━━━ Excerpted data
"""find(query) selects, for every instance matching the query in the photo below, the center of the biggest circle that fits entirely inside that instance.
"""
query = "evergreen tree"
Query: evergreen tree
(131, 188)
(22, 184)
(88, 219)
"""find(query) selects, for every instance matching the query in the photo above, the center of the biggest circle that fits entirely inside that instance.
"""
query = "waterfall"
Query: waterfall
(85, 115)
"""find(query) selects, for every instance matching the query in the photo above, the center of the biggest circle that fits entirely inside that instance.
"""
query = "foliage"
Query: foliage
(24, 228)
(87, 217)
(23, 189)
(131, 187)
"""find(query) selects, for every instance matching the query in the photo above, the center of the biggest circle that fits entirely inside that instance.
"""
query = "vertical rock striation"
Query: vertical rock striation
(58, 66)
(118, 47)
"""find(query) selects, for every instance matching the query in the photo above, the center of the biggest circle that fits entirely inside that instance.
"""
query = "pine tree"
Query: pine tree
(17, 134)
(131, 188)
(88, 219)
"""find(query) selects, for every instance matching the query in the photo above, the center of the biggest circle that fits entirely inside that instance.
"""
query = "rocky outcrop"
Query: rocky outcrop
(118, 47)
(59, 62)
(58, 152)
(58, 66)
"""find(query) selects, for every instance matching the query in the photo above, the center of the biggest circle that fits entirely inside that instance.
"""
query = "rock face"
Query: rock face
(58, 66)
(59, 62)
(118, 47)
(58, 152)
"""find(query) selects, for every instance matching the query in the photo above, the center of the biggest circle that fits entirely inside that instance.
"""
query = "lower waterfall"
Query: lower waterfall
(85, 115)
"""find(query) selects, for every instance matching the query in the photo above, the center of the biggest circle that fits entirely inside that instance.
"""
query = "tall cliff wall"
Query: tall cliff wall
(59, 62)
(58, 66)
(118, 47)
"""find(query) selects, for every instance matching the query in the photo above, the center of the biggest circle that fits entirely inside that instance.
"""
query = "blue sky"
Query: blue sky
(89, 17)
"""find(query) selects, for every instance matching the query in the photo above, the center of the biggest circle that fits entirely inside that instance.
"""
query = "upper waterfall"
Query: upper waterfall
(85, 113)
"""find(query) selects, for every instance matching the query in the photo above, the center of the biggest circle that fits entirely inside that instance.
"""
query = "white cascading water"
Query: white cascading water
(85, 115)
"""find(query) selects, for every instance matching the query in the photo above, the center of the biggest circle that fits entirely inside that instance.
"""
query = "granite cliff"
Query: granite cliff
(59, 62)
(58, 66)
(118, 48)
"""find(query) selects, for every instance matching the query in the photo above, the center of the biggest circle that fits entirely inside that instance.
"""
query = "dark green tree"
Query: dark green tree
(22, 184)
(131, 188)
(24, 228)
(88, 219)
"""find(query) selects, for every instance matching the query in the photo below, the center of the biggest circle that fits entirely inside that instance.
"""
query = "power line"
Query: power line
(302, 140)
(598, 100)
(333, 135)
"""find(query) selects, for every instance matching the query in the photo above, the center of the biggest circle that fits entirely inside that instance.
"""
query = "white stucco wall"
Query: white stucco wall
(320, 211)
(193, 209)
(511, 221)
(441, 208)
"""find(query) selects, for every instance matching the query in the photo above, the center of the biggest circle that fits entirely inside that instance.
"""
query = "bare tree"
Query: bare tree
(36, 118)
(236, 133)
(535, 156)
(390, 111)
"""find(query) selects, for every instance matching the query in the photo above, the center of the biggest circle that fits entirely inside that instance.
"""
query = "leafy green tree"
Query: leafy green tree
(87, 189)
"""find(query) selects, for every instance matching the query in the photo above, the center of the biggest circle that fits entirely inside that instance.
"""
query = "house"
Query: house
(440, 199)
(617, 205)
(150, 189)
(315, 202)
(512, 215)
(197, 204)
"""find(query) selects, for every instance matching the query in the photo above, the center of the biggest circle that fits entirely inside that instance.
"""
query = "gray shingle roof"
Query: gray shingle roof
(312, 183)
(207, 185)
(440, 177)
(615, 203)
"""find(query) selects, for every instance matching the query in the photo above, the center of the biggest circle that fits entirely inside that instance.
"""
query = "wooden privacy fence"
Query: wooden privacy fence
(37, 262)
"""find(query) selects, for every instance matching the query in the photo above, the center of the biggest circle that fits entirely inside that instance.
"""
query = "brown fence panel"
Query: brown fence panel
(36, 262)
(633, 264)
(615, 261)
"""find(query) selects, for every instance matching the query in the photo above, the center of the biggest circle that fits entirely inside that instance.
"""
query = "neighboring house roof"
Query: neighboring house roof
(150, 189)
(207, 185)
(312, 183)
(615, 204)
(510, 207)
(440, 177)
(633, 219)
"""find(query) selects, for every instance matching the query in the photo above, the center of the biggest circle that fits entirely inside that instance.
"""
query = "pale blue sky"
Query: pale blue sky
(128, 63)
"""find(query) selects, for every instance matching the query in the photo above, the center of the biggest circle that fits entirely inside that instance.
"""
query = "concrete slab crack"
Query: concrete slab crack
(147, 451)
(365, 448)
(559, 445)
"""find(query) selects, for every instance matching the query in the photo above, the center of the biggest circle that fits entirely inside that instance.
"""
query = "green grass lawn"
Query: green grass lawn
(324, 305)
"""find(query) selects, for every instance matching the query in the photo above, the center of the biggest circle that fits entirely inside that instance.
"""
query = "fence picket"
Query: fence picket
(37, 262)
━━━━━━
## Stated task
List every line of the records that contains the string "white", matching case exactly.

## Expected answer
query = "white cascading water"
Query: white cascading water
query = "white stucco wall"
Query: white stucco wall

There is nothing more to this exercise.